(Dataset entries)
<<<<

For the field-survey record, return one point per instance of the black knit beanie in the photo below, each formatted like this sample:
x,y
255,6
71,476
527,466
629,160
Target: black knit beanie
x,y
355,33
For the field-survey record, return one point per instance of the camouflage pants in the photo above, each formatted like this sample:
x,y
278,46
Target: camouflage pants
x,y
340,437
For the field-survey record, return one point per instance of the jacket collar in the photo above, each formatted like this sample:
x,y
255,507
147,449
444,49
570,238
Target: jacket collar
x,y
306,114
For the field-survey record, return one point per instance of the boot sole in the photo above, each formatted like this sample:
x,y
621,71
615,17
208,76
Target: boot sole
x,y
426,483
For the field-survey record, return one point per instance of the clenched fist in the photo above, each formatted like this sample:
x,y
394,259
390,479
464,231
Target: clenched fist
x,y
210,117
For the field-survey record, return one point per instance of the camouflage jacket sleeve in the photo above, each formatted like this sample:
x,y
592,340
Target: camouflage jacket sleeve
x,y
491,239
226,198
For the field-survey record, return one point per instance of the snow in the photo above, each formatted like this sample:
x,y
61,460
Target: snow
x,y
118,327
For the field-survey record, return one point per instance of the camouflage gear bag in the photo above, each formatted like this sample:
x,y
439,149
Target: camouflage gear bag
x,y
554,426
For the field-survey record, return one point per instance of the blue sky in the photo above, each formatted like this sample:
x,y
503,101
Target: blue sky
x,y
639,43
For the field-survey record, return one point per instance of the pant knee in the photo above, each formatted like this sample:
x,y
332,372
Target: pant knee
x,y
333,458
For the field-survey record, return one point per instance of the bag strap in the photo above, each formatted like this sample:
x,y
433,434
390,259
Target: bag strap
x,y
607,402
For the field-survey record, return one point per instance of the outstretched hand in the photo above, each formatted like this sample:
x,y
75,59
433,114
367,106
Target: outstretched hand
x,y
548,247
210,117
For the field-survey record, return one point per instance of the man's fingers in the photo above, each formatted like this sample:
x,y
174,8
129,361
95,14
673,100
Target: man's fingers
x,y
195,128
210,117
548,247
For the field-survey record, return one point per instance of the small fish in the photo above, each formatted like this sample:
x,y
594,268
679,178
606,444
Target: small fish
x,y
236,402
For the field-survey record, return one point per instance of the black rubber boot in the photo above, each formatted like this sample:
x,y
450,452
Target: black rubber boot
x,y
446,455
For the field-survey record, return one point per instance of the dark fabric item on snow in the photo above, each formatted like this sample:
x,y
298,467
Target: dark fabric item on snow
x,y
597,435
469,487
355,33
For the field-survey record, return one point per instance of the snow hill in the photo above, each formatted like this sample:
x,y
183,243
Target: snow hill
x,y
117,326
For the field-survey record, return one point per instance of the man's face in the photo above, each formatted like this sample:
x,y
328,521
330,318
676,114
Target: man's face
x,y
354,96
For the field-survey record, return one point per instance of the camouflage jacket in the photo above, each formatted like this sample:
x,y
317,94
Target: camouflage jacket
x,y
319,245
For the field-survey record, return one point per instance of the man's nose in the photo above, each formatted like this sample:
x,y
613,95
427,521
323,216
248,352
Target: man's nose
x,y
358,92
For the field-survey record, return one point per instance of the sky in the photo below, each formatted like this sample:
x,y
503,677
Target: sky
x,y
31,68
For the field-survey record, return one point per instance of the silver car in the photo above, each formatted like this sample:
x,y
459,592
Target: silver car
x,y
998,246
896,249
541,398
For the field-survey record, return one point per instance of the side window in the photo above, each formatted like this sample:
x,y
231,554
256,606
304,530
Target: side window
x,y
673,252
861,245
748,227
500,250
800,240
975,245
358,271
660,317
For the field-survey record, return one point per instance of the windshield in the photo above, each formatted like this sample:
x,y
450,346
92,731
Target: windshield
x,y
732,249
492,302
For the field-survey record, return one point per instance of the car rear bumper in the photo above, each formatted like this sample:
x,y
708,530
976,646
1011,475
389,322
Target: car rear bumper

>>>>

Every entry should be duplicated exactly as written.

▶ [Written solution]
For the field-survey record, return one point per instance of the black knit beanie in the photo below, each formatted like this sample:
x,y
255,6
71,476
527,466
629,160
Target: black knit beanie
x,y
355,33
For the field-survey record, return one point per instance of the camouflage pants in the photo above, each formatted like this sample:
x,y
278,46
Target: camouflage pants
x,y
340,437
For the field-survey record, return one point per instance of the jacket collar in the photo above, each formatted like this sample:
x,y
255,507
147,449
444,49
570,238
Target: jacket collar
x,y
306,114
For the field-survey record, return one point per instance of the boot sole in the photo above, each formatted like this sample:
x,y
621,71
615,17
208,76
Target: boot sole
x,y
426,483
For the field-survey record, return one point per instance of the clenched fist in the photo above, each formatted like this sample:
x,y
394,259
390,479
464,231
Target: clenched fist
x,y
210,117
For the field-survey record, return one point per instance of the camouflage jacket sleeve in the photo above, each formatted like this sample:
x,y
592,340
Target: camouflage jacket sleeve
x,y
491,239
226,198
For the field-survey record, return one point per instance of the snow in the photo above, each formatted like this sample:
x,y
61,460
Target: snow
x,y
118,327
For the field-survey record, return one point per instance of the camouflage gear bag in the photo above, each formatted like this sample:
x,y
439,149
Target: camouflage gear bag
x,y
554,426
For the field-survey record, return one point per instance of the blue sky in the photo above, each formatted like this sample:
x,y
503,101
Target: blue sky
x,y
639,43
For the field-survey record, return one point per instance of the pant knee in the photo above, each formatted like this sample:
x,y
332,372
Target: pant knee
x,y
333,458
For the field-survey record, return one point per instance of the bag strap in the photo above, each formatted like this sample:
x,y
433,434
390,259
Target: bag strap
x,y
607,402
For the field-survey record, return one point per instance of the outstretched hand in the photo above, each formatted like this sample:
x,y
75,59
433,114
367,106
Target: outstretched hand
x,y
548,247
210,117
For the field-survey record, return one point per instance of the man's fingers in the photo above, each formatted like this sample:
x,y
174,8
129,361
95,14
673,100
Target: man's fingers
x,y
195,128
210,117
548,247
For the field-survey record, return one point per instance of the small fish in the photo above, each formatted like this sample:
x,y
594,268
679,178
606,444
Target: small fish
x,y
236,402
For the field-survey record, return one point per instance of the black rubber boot in the photo above, each formatted like this sample:
x,y
450,452
Target: black rubber boot
x,y
446,455
For the field-survey record, return one point per instance of the dark fabric item on snow in the photo above, each formatted like this sample:
x,y
298,467
Target: dark fabric item on snow
x,y
597,435
469,487
355,33
For the field-survey record, return one point per instance of the snow hill in the photo above, each formatted like this sample:
x,y
183,243
Target: snow hill
x,y
117,326
For the field-survey record, return one point per instance of the man's face in the photo above, each formatted like this sample:
x,y
328,521
330,318
676,114
Target: man's face
x,y
354,96
For the field-survey record, return one point per instance of the camouflage jacket in the photo above, each formatted like this sample:
x,y
317,94
Target: camouflage jacket
x,y
319,245
For the field-survey record, return one point per instance of the man's nose in the photo above, each formatted like this sample:
x,y
613,95
427,521
323,216
248,352
Target: man's nose
x,y
358,92
For the field-survey record, return one point per instance of the sky in the photo below, each formatted like this sample:
x,y
503,677
Target: sky
x,y
31,68
For the field-survey record, return one point per instance of the silver car in the photo above, each formatted like this sample:
x,y
459,592
Target: silver car
x,y
998,246
896,249
541,398
For the field-survey record, return one point per instance of the side window in the photo above, each formatted like this sample:
x,y
231,554
256,606
304,530
Target: side window
x,y
673,252
861,245
748,227
500,250
800,240
975,245
358,271
660,317
For the field-survey record, return one point per instance of the windshield in the photo above, each formatted like this sample:
x,y
450,346
92,731
Target: windshield
x,y
732,249
492,302
For the field-survey record, return one point per instance of the car rear bumper in the photo above, each formatted like this sample:
x,y
708,530
976,646
1011,475
389,322
Target: car rear bumper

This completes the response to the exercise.